* TEXT *
/---
A view of the Orion capsule, the Moon anddistant Earth from a camera on one of the spacecraft’s solar panels. Courtesy of NASA

NASA’s Orion spacecraft has fired its main engine to leave a distant lunar orbit and return to Earth, where it will splash down off San Diego on Dec. 11.

The spacecraft was traveling traveling nearly 240,000 miles from Earth and over 50,000 miles from the Moon in what scientists term a “distant retrograde orbit” on Thursday when the maneuver occurred.

Orion’s orbital maneuvering system engine built by Aerojet Rocketdyne of Sacramento ignited just before 2 p.m. Pacific time and burned for 1 minute and 45 seconds to set the spacecraft on a course that will sling it within 80 miles of the moon’s surface and then on to Earth.

The capsule will return to Earth on Dec. 11, splashing down in the Pacific Ocean off San Diego where it will be recovered by a Navy amphibious ship.
\---
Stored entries
/---
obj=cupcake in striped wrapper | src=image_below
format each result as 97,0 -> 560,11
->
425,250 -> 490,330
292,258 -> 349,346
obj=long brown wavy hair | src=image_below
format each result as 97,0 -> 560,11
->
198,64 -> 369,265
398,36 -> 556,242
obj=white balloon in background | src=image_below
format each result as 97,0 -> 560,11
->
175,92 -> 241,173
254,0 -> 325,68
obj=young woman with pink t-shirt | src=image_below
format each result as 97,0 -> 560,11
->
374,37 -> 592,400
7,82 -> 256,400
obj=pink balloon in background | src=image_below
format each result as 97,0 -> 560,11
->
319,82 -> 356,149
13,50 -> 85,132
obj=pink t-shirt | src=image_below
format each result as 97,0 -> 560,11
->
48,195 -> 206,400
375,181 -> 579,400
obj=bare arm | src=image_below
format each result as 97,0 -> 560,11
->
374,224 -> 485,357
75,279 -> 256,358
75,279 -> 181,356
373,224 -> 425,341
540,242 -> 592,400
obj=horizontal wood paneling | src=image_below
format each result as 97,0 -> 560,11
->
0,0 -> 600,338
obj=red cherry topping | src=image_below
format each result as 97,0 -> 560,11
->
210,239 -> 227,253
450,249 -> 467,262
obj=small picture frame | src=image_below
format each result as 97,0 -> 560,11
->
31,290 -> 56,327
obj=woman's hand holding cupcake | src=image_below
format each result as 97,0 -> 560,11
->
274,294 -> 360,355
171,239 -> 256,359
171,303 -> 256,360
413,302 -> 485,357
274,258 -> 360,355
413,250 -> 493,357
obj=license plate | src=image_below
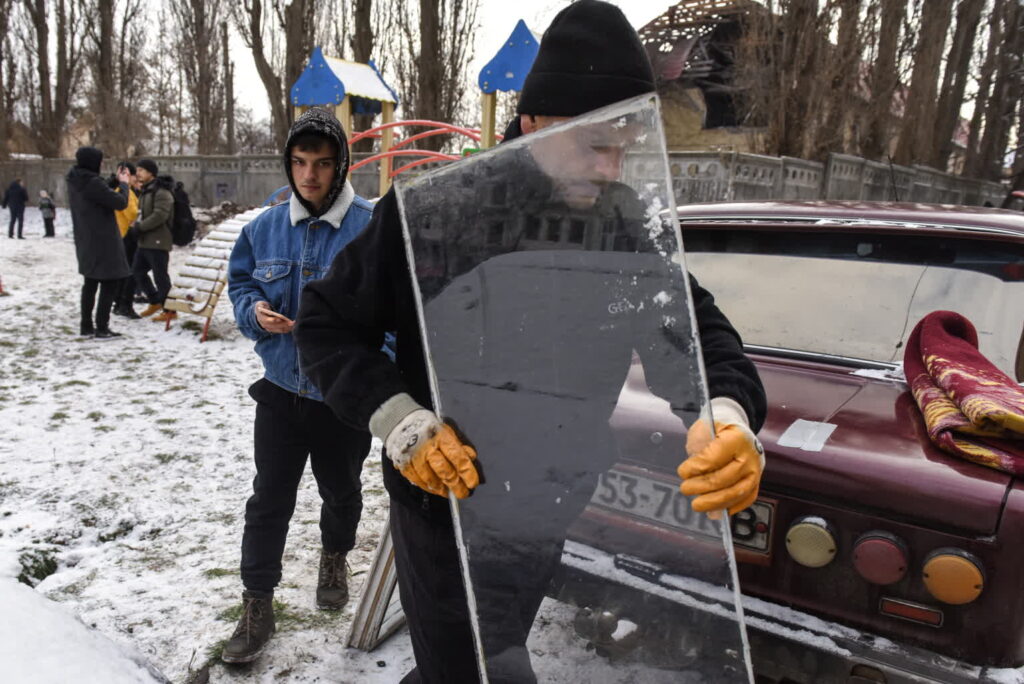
\---
* JOB 1 *
Scale the rows from the line with "obj=pink t-shirt | src=image_below" up to and including the line with "450,249 -> 467,262", and reproduce only those lines with their requests unchanged. Multiply every box coordinate in the answers by 1.5, rounding to whole numbers with halves going up.
* JOB 2 *
Go on with the article about Orion's return to Earth from where it stops.

* FINAL ANSWER 1 *
obj=pink t-shirt | src=image_below
format each result as 97,0 -> 560,11
->
72,293 -> 309,600
563,272 -> 869,600
obj=bare arm | src=image_below
format each result as 97,0 -> 560,11
->
561,336 -> 728,536
113,419 -> 384,537
113,419 -> 272,534
560,336 -> 638,512
810,363 -> 888,600
obj=horizontal wood paneling | src=image_below
format each result as 97,0 -> 560,11
->
0,0 -> 900,507
obj=red cherry topping | src=image_below
format each result as 97,0 -> 560,11
->
315,359 -> 341,380
675,374 -> 701,393

* FINAL ANSWER 2 *
The spacecraft, which blasted off Nov. 16 on NASA’s Space Launch System — the most powerful rocket ever flown — is designed to carry four astronauts on missions of up to 21 days to the moon and beyond.

The Artemis I mission is a test of the entire system prior to sending astronauts around the moon in early 2024. It will be followed by a moon landing in the middle of the decade.

“Artemis I will be the first in a series of increasingly complex missions to build a long-term human presence at the Moon for decades to come,” according to NASA.